(AVAILABLE RECORDS begins)

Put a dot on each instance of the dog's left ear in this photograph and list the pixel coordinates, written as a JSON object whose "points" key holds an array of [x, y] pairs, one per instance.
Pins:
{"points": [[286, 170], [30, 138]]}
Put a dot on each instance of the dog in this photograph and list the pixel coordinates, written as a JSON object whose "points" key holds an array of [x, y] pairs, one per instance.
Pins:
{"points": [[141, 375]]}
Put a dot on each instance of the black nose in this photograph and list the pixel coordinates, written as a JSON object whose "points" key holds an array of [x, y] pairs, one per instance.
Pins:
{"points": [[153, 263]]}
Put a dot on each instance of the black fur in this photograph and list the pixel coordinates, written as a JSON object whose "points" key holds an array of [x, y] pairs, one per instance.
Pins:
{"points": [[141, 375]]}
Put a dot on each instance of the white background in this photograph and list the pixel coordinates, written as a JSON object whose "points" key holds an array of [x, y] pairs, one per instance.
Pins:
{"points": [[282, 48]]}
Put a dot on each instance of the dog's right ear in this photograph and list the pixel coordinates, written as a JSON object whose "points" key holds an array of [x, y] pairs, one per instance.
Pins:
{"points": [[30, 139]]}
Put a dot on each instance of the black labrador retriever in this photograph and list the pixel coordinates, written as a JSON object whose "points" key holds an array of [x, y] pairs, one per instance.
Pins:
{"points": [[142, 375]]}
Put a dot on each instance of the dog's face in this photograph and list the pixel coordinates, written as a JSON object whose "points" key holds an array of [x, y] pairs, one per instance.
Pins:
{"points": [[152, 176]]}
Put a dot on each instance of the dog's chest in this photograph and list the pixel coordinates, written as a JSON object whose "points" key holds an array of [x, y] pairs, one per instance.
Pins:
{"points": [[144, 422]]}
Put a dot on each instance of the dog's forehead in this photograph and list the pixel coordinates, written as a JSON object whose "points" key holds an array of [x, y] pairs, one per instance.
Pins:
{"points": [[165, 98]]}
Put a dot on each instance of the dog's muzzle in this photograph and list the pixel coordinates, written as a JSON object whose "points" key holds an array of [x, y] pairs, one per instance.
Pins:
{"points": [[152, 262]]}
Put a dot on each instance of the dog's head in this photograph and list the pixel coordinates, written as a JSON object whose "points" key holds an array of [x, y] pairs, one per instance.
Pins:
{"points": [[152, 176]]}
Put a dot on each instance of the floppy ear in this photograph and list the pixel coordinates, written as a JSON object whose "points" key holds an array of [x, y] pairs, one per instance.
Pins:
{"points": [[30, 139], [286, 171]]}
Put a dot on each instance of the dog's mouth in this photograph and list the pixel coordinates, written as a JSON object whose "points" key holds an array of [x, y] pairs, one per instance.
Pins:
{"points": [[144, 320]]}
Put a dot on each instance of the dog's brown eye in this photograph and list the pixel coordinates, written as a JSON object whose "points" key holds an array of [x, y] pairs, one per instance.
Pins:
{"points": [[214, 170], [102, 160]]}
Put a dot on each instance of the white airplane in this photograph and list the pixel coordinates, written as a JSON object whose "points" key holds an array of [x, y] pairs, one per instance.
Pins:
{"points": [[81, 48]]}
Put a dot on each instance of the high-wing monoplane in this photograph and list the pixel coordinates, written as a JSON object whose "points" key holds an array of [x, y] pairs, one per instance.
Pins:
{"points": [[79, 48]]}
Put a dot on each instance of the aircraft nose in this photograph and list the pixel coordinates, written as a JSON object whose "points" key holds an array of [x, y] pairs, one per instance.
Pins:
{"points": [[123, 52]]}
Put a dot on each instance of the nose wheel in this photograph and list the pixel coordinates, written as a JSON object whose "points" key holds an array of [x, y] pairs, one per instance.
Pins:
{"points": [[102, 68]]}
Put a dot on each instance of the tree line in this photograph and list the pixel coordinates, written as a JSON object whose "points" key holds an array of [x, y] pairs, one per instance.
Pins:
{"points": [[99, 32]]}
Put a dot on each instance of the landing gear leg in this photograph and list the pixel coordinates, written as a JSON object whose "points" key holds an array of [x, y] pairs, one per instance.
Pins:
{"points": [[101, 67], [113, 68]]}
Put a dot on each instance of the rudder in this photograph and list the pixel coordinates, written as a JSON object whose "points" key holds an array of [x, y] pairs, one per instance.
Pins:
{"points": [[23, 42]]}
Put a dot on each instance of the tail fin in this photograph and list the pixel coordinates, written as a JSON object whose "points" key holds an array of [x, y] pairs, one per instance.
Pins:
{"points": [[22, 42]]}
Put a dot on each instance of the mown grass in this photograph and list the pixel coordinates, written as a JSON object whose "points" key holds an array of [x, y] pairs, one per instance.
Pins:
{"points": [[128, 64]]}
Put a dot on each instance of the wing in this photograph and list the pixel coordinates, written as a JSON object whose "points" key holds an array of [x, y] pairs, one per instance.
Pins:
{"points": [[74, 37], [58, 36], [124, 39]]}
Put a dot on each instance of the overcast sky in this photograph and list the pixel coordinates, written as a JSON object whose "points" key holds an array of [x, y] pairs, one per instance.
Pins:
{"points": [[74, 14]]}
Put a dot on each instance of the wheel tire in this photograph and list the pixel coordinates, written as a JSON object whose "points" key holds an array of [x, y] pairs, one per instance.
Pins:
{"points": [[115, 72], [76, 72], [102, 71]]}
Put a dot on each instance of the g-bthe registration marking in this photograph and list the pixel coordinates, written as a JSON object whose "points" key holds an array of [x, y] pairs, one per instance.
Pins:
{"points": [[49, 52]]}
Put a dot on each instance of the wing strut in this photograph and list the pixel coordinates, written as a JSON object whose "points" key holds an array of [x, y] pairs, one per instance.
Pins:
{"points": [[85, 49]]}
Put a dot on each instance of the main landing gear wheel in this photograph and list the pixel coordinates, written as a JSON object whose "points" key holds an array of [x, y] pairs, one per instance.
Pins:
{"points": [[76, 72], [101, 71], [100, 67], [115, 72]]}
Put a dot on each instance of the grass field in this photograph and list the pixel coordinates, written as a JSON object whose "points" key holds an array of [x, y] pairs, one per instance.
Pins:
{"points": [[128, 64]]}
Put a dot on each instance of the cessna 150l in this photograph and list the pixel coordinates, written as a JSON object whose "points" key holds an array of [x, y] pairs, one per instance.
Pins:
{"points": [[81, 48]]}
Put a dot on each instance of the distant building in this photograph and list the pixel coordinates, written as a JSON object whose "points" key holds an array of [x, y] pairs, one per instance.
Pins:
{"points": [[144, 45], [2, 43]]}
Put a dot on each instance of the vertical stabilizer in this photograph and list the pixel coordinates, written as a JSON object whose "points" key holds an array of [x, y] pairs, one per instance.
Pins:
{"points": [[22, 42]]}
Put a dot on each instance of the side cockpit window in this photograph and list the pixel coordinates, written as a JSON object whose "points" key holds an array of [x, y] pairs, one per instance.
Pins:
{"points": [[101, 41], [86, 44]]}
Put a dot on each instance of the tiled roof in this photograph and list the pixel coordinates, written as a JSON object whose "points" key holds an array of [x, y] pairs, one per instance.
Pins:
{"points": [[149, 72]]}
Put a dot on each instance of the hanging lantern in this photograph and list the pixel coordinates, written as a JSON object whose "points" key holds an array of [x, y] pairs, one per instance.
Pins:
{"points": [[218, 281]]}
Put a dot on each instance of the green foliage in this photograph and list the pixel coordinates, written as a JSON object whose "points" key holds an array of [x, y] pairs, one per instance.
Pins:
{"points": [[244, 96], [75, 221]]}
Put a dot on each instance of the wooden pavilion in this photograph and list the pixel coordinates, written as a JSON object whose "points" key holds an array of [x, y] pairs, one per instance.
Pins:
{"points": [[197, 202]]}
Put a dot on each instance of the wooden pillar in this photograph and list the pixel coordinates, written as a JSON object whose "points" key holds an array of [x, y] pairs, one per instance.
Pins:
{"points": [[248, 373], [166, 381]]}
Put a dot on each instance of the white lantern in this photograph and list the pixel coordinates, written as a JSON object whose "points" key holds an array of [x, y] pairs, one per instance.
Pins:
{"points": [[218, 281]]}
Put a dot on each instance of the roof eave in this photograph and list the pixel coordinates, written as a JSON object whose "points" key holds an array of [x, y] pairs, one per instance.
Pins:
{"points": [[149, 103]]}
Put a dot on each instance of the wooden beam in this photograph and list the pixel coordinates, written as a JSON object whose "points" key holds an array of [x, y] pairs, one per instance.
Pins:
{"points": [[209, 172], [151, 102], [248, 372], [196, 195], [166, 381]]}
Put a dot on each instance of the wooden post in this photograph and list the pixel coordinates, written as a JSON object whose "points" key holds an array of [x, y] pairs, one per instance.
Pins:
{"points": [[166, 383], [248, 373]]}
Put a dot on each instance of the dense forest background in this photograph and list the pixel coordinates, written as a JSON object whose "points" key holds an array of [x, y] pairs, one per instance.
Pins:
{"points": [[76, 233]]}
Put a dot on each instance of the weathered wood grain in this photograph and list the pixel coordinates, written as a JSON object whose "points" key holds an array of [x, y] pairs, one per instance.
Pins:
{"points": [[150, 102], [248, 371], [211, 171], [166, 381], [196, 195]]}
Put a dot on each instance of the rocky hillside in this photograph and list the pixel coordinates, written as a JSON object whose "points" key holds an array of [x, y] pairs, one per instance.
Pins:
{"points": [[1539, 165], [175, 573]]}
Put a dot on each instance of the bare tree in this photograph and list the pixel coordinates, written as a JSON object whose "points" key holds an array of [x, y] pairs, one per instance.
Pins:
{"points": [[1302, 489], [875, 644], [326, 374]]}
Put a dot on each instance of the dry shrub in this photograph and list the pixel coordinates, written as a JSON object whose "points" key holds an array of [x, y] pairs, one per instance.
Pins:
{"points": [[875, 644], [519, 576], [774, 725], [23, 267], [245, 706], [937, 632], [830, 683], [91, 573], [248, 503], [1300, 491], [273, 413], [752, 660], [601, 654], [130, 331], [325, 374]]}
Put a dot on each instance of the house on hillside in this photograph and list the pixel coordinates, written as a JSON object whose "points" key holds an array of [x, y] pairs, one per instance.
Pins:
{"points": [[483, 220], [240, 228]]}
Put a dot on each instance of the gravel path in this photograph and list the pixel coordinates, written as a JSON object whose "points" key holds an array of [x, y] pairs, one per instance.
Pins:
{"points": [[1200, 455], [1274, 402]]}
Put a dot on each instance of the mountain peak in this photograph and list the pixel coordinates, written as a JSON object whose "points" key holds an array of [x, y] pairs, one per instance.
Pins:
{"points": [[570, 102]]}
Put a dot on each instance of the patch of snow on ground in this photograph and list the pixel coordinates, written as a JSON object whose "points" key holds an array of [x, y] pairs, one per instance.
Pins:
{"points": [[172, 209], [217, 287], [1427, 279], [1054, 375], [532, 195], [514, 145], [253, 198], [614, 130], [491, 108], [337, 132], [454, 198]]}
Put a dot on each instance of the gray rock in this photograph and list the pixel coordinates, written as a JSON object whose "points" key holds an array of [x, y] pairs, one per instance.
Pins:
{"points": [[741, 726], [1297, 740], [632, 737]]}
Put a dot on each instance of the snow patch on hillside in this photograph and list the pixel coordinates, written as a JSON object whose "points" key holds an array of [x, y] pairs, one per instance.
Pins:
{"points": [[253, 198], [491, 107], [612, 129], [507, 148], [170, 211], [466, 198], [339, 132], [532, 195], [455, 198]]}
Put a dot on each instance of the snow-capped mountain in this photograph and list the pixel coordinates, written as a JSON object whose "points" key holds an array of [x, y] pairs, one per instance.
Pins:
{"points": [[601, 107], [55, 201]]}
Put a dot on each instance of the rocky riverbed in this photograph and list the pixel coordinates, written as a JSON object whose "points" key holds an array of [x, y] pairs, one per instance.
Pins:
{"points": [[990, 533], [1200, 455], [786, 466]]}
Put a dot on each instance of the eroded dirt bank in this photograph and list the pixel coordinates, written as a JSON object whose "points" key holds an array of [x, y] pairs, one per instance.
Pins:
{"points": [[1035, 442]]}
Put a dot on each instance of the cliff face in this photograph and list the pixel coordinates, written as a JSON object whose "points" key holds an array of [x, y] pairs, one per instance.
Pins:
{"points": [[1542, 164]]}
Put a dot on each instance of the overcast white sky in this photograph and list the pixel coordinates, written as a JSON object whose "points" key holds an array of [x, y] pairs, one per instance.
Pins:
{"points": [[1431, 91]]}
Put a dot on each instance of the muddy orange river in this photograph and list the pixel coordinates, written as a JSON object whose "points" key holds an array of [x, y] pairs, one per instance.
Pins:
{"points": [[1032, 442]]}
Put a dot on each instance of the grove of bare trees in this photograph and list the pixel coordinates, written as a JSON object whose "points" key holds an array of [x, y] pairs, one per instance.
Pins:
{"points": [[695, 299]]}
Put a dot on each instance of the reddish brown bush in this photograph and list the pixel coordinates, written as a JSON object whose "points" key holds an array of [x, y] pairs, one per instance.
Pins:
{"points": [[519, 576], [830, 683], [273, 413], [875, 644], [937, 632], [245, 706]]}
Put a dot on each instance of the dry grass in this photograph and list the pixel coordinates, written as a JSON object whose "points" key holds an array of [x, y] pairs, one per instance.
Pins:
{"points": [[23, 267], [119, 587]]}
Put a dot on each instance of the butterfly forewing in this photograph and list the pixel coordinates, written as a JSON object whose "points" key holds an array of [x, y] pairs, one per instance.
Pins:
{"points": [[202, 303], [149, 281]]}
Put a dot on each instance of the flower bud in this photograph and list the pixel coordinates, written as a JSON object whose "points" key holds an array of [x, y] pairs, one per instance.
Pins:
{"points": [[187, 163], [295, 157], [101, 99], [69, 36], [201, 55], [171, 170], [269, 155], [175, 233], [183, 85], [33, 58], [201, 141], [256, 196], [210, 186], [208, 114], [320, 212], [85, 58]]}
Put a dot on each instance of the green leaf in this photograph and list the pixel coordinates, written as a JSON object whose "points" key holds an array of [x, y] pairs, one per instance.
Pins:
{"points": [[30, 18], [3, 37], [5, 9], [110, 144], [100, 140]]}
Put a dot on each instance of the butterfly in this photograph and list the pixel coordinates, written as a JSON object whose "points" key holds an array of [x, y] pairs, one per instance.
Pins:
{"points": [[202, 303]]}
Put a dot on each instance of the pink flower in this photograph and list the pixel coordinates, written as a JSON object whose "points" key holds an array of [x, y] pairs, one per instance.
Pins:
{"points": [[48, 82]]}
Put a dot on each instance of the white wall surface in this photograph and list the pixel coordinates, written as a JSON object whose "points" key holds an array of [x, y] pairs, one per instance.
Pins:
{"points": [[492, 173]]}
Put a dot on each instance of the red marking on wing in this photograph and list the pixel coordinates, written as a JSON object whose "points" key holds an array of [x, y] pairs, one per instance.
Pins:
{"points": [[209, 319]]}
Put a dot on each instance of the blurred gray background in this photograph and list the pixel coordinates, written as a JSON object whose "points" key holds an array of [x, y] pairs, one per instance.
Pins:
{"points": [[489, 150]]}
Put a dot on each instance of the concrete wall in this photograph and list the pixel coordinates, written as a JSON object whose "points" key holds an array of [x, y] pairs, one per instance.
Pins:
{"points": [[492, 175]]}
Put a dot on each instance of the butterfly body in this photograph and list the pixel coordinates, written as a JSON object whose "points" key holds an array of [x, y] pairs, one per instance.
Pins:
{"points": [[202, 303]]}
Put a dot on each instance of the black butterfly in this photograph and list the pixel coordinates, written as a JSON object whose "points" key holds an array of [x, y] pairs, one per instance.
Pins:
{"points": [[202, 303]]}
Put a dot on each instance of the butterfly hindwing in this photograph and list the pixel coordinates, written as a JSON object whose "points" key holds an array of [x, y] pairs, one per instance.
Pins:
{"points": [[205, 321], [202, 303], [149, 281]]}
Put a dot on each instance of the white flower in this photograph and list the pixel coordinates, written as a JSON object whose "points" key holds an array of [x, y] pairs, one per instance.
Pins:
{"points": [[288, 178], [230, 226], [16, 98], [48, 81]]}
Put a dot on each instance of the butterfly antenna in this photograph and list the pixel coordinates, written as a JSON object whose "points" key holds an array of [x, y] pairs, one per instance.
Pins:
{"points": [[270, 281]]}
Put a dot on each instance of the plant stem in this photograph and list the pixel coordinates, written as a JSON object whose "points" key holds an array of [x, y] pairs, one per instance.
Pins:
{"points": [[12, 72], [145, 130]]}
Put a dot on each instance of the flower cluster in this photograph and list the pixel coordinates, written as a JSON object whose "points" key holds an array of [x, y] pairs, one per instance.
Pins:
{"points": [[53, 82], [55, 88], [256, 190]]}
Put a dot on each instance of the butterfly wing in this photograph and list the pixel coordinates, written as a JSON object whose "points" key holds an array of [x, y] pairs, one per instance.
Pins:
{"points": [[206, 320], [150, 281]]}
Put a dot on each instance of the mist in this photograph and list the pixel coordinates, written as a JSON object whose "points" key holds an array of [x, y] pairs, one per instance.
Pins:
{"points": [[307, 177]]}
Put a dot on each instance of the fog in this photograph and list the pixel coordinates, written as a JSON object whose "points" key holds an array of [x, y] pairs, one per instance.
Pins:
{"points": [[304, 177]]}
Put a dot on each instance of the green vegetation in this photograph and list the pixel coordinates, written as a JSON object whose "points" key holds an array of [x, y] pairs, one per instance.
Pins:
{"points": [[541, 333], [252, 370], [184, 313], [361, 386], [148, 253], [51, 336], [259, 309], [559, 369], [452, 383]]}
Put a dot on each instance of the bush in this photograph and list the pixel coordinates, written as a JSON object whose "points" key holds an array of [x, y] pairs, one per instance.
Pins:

(AVAILABLE RECORDS ends)

• THE TASK
Once you reach the line with "Put a dot on each instance of the dense" in the data above, copy it and every line after it exactly, up to and including the line with "Put a dot on each instance of the bare".

• TASK ANSWER
Put a dot on each instance of the dense forest background in this photograph and list the pixel coordinates, written as a JSON object whose "points" key holds an array of [x, y] pairs, one per instance.
Pins:
{"points": [[76, 233]]}
Put a dot on each instance of the weathered wood grain in this photograph and list the pixel coordinates, written as a JSON object whose "points" key holds an array of [x, y] pairs, one per instance.
Pins:
{"points": [[150, 102], [248, 371], [211, 171], [166, 381], [196, 195]]}
Put a dot on each instance of the rocky hillside in this photograph and list the pixel coordinates, written as a JSON object whose "points" key holds an array of [x, y] pairs, one per instance.
Pins:
{"points": [[1539, 165], [175, 573]]}
Put a dot on each instance of the bare tree in this photograph and list the pixel coordinates, written as a JSON object whose "points" key holds an array of [x, y] pairs, one per instance.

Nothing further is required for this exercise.